### [Instruction 1]
List the integral data types that the forum post on a faster associative array algorithm gives as examples of types that are no longer hashed.

Fun project - faster associative array algorithm

[Marco Leise via Digitalmars-d]

What's a faster algorithm? There are some that deal with
collisions differently but might be slower with good hash
distributions. You can improve iteration speed by storing only
an index into a dense array of values, but it eats more memory.

As far as I can see from my own experiments with HAMT
(http://infoscience.epfl.ch/record/64398/files/idealhashtrees.pdf)
the time it takes to compute hashes and do a binary comparison
for e.g. strings is so huge that the actual AA algorithm
doesn't really matter. If anyone managed to make string AAs
faster by swapping out the AA implementation I'd be surprised.

Instead I focuses on using malloc over GC and borrowed w0rp's
idea of not hashing integral data types such as int, char or
bool. They are now their own hash, which is dangerous in terms
of hash distribution, but acts as a real turbo boost over the
built-in AA (+700% faster for lookups in my tests with 100%
hit rate.)

May be important:

I found that Tuple generates a hash by addition of the hashes
of its fields. This means that a coordinate tuple like
Tuple!(int, int) will collide with mirror coordinates.
E.g.: tuple(2,5) has the same hash as tuple(5,2) and so on.
Furthermore the hash functions for each field are virtual
function calls from a TypeInfo object that contains further
branching to determine whether the type has an overridden
toHash or the default implementation (SuperFastHash over
binary representation) is used.
I found that:

  enum hasher = &typeid(T).getHash;
  hasher(&t);

already improved hashing speed for gdc a bit. Without looking
at the generated assembly my wild guess is that
de-virtualization failed. TypeInfo objects should be known at
compile time and getHash and other calls to it inlined. Even
the dynamic branch to check for overridden toHash is known at
compile-time.

-- 
Marco

### [Location identification entries]
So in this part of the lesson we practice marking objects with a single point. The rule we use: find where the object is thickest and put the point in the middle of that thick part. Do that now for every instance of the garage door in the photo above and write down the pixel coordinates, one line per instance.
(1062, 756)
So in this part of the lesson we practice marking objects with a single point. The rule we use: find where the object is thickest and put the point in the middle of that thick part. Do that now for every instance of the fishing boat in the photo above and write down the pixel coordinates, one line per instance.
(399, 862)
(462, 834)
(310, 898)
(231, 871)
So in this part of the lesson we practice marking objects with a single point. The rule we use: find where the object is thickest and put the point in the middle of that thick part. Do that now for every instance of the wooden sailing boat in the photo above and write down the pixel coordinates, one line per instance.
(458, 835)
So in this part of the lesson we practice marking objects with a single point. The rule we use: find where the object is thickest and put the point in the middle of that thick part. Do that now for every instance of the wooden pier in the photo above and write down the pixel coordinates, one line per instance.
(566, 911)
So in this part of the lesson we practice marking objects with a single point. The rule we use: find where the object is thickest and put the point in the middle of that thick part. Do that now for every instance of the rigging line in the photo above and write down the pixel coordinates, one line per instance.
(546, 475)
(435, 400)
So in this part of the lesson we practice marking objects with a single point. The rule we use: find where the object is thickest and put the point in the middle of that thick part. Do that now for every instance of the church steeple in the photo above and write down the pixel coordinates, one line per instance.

### [Instruction 2]
Filter the records and copy every line that contains the string "steeple". Case counts.

### [Worked solution 1]
int
char
bool

### [Worked solution 2]
So in this part of the lesson we practice marking objects with a single point. The rule we use: find where the object is thickest and put the point in the middle of that thick part. Do that now for every instance of the church steeple in the photo above and write down the pixel coordinates, one line per instance.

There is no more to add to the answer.